** Task 1 **
Find every line in the entries below that contains the word "bowl", and copy each of those lines.
-- Begin Source extract --
Posted by dweintraub at 9:01 PM
Final two paragraphs of a story posted today at CNN.Com:
"Saturday, Bustamante made the unusual move of praising one of the Republican contenders. Bustamante talked up McClintock, who has been taking votes from Schwarzenegger and could spoil the actor's chances if Davis were recalled -- thus allowing Bustamante a chance to win.
"'The one who's really been moving in this race has been Tom McClintock,' Bustamante said at a campaign stop in Los Angeles. 'Tom has done a good job to get up there. ... Tom has a really strong message, and there's a group of people out there who strongly believe in his values.'"
Thanks for the tip from reader JT.
Posted by dweintraub at 8:01 PM
From time to time during this campaign we have checked in with the betting at TradeSports.com, where you can buy futures contracts on the recall and the race to replace. In the latest trading, “recall fails” has dropped from 42 to 23 on a scale of 0-to-100 in just the past few days. A contract on Arnold to win has climbed from 34 to 56. And a contract for Cruz to win has fallen from 31 to 23. McClintock to win: 1.7. The way these contracts work is that you buy them on the trading block at a price set by the market, and if your pick wins, you get back 100. If your pick loses, you get nothing. Caveat: while there are 14,000 of these contracts in circulation, daily trading is quite light and might be subject to manipulation.
Posted by dweintraub at 4:13 PM
In the big debate Wednesday night, Lt. Gov. Cruz Bustamante made what might have sounded to some viewers like a creative proposal for reforming workers compensation: give safety discounts to employers with injury-free worksites. Like “good driver” discounts in auto insurance, Bustamante said, his idea would reward good behavior and penalize bad behavior, presumably leading to lower rates for firms that do the right thing.
“There’s no incentive for a good workplace and a bad workplace because they get paid or they get a premium that’s exactly the same amount,” Bustamante said. “So if we were to provide a worker, a safe-workplace discount, and we’d be able to have an incentive for those people who are not doing a good job to do a better job, we could lower premiums on those that are good worksites and increase the premiums on those that have the bad worksites.”
Amazing concept. Maybe that’s why it has long been the concept at the heart of workers compensation insurance. Called “experience modification,” it works like this: every company is assessed a basic rate according to its industry, based broadly on the risk involved in its work. Roofers pay a lot more than paper pushers for each dollar of payroll. But after that rating is done, it is modified by experience. Just one expensive injury claim can drive a company’s rates up dramatically, by 50 percent or more. They generally stay up for three years and then decline only if the firm is claim-free. A good safety record gets you – guess what – a discount!
Cruz’s idea, in other words, already exists, as any insurance seller or business owner could have told him.
A few weeks ago, in a speech in Fresno, Bustamante gave a fundamentally incorrect description of the way the state got into its budget mess, arguably the number one issue in the recall election. This week, in the biggest debate of the campaign, Bustamante gave a fundamentally incorrect description of the way workers compensation works, arguably the second most important issue in the campaign and the issue at the heart of the debate over the state’s business climate.
-- End Source extract --
-- Begin Source data --
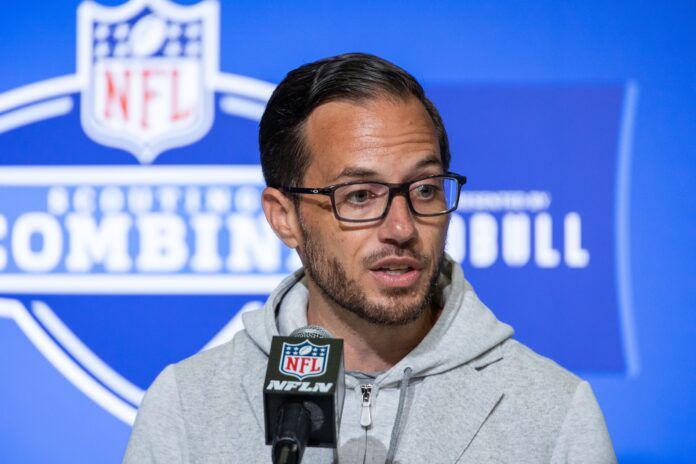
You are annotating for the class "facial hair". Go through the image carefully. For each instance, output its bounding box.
[299,218,445,326]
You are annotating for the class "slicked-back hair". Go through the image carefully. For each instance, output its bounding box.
[259,53,450,187]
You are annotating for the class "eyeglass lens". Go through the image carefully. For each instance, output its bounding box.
[334,177,459,221]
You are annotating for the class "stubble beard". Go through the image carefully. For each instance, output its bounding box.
[300,220,445,326]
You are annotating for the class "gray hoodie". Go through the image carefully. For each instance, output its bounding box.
[124,262,616,464]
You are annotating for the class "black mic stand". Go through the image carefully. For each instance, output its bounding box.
[272,401,311,464]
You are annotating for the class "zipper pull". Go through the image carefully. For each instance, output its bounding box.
[360,383,372,428]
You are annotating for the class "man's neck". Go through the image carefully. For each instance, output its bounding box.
[307,283,437,372]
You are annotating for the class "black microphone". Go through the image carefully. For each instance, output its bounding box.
[263,325,344,464]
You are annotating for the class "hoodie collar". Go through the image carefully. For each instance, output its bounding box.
[242,257,514,387]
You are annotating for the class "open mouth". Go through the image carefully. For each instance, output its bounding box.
[370,257,422,287]
[376,266,413,275]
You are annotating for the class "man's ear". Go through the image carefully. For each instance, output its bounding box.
[261,187,302,248]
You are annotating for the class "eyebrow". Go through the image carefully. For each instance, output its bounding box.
[330,155,442,182]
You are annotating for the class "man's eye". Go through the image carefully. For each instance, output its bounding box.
[414,184,437,200]
[346,190,372,203]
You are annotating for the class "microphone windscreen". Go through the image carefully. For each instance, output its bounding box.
[290,325,333,338]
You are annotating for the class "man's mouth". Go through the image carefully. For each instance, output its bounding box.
[369,256,423,287]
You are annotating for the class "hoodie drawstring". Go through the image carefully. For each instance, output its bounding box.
[385,367,413,464]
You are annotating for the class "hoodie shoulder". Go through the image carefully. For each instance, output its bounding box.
[501,339,582,401]
[173,330,265,397]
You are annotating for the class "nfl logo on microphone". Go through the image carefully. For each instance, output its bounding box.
[280,340,331,380]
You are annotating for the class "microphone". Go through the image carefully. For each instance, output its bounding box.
[263,325,345,464]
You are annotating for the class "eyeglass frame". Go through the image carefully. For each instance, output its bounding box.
[275,172,467,222]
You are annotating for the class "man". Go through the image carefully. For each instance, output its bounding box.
[125,54,616,464]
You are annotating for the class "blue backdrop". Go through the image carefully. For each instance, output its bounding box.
[0,1,696,463]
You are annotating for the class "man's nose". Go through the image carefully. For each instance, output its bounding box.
[379,195,417,246]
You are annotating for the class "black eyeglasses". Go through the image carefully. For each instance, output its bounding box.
[276,172,466,222]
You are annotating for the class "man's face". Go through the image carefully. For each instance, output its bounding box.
[299,99,448,325]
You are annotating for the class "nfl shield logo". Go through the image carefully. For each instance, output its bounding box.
[280,340,331,380]
[78,0,219,163]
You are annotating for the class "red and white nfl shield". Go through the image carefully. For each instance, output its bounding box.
[78,0,219,164]
[280,340,331,380]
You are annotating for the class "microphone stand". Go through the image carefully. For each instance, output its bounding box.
[272,401,311,464]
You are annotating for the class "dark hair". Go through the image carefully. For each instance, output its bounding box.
[259,53,450,187]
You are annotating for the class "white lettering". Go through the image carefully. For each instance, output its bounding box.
[136,213,188,272]
[191,214,222,272]
[12,213,63,272]
[65,213,131,272]
[469,213,498,267]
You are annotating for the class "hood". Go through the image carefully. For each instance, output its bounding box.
[242,256,514,387]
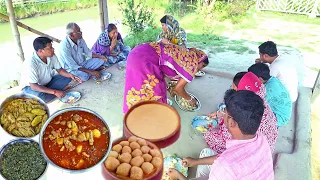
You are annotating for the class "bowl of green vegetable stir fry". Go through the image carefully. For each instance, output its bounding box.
[0,138,48,180]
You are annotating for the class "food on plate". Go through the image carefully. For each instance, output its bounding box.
[0,142,47,180]
[0,98,48,137]
[151,157,162,168]
[104,136,163,180]
[104,157,120,171]
[109,151,119,158]
[117,163,131,176]
[112,144,122,153]
[119,153,132,163]
[141,162,154,174]
[150,149,161,157]
[42,110,109,170]
[130,166,143,179]
[128,136,138,143]
[119,141,130,146]
[130,156,144,167]
[141,146,150,154]
[142,154,152,162]
[132,149,142,157]
[122,146,132,153]
[130,142,140,150]
[137,139,147,146]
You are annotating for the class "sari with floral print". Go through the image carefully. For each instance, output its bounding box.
[123,43,208,113]
[203,72,278,154]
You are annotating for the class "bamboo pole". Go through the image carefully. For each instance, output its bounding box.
[99,0,106,32]
[6,0,24,62]
[0,13,61,43]
[103,0,109,25]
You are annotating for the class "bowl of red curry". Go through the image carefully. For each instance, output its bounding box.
[39,107,112,173]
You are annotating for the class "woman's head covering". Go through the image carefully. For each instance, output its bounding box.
[238,72,262,93]
[98,24,121,46]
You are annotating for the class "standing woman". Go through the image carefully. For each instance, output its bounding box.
[92,24,131,66]
[157,15,187,47]
[123,43,209,113]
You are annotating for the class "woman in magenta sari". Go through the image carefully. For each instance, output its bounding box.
[91,24,131,66]
[203,72,278,154]
[123,43,209,113]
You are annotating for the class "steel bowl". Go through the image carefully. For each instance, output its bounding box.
[39,107,112,174]
[0,93,50,138]
[0,138,48,180]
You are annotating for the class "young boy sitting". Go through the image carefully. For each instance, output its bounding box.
[168,90,274,180]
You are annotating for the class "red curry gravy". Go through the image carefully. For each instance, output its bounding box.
[42,111,110,170]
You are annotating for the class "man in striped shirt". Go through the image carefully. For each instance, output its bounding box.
[168,90,274,180]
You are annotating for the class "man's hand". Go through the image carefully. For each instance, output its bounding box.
[182,157,197,167]
[90,71,100,79]
[54,90,65,99]
[111,37,118,47]
[167,168,187,180]
[70,73,82,83]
-- End Source data --
** Task 2 **
Copy the passage from the recall campaign posts above, starting at the words "Cruz’s idea, in" and ending after the words "state’s business climate.".

** Worked solution 1 **
You are annotating for the class "bowl of green vegetable stir fry". Go through the image carefully. For each instance, output its bounding box.
You are annotating for the class "bowl of red curry". Go through the image carefully. For each instance, output its bounding box.
You are annotating for the class "steel bowl". Go through the image carefully. For each instance, output its bounding box.

** Worked solution 2 **
Cruz’s idea, in other words, already exists, as any insurance seller or business owner could have told him.
A few weeks ago, in a speech in Fresno, Bustamante gave a fundamentally incorrect description of the way the state got into its budget mess, arguably the number one issue in the recall election. This week, in the biggest debate of the campaign, Bustamante gave a fundamentally incorrect description of the way workers compensation works, arguably the second most important issue in the campaign and the issue at the heart of the debate over the state’s business climate.